*EXERCISE OBJECTIVE:*
Please pull out every line of the listing below that contains the string "boat", and copy each such line in full. Case counts when matching.

____ SUPPLIED MATERIAL

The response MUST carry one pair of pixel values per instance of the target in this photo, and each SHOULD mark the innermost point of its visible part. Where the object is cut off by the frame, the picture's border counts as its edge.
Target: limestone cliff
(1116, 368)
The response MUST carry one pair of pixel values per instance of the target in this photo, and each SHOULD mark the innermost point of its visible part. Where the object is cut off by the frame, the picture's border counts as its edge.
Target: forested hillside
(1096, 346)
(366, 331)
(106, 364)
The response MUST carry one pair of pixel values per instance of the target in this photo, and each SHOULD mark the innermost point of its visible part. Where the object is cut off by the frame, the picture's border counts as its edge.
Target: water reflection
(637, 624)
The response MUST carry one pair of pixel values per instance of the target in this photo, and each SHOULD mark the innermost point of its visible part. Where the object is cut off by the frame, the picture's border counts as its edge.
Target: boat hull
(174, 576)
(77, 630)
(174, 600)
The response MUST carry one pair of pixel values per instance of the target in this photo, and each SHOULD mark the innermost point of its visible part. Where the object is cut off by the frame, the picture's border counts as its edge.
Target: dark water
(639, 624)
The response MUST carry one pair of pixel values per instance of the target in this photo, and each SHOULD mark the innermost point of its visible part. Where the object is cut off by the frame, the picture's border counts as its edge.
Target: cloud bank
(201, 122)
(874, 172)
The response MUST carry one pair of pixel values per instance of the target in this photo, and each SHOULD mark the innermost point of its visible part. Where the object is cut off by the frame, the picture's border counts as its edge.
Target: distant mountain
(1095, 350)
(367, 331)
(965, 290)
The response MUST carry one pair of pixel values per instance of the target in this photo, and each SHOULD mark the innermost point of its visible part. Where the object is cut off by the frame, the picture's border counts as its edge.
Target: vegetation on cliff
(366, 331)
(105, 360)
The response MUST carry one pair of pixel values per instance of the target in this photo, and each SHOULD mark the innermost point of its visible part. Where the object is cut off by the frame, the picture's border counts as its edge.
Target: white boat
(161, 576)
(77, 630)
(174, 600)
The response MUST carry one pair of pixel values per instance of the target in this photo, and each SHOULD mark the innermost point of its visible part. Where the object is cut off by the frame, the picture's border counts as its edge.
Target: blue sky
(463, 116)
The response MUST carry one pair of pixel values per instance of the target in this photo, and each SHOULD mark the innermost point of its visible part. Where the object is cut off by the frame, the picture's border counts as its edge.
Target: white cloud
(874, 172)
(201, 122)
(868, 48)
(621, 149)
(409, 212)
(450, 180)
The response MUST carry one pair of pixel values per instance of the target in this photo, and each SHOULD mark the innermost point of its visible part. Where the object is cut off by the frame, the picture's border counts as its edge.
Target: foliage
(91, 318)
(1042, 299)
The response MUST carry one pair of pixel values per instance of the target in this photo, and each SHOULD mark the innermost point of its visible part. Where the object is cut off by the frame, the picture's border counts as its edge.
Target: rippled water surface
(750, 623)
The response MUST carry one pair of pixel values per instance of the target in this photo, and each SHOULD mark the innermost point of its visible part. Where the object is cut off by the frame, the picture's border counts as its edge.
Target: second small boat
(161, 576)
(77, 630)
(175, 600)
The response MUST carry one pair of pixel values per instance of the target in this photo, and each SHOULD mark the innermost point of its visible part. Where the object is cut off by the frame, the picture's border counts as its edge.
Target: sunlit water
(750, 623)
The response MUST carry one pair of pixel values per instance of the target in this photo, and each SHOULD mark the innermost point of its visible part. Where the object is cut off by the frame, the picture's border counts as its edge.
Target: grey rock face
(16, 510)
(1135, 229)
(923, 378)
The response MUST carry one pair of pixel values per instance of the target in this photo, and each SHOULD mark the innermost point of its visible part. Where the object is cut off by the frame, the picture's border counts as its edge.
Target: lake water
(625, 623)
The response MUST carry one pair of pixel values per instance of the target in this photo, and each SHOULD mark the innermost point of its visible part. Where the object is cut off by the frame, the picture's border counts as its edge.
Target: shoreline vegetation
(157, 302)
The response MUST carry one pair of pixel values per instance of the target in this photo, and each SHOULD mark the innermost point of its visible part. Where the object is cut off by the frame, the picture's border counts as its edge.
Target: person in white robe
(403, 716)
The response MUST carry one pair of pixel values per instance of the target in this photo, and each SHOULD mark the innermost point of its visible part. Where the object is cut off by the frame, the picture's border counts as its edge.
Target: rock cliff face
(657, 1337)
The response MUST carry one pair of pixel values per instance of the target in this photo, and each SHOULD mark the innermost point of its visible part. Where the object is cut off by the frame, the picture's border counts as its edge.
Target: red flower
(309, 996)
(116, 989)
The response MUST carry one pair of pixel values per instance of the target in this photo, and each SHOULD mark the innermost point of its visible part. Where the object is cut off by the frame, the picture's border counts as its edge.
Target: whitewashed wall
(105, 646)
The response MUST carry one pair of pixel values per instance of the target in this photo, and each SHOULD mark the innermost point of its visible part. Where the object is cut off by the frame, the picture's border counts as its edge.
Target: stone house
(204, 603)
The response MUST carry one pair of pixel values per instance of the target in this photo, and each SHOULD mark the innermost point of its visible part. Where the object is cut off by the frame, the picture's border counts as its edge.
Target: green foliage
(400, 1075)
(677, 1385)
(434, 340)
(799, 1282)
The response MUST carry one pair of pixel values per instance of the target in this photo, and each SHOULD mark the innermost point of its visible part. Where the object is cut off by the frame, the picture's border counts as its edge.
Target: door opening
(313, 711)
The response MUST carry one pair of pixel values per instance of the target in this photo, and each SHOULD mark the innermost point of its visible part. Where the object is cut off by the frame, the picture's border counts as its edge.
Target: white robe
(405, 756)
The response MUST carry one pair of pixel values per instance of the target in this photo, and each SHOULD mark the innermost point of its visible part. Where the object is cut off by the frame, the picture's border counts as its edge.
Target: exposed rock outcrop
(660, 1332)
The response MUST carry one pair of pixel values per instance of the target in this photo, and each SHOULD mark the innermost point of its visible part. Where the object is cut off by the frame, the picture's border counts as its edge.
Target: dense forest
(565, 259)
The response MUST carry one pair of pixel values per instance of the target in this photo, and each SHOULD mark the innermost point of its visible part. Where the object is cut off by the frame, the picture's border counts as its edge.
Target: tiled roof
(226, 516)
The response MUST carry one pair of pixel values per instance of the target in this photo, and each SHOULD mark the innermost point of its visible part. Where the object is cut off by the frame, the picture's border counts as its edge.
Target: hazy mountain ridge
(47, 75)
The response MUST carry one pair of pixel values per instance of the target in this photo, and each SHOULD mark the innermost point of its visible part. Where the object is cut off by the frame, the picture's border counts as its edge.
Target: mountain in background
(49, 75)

________

*FULL OUTPUT:*
Target: boat hull
Target: white boat
Target: second small boat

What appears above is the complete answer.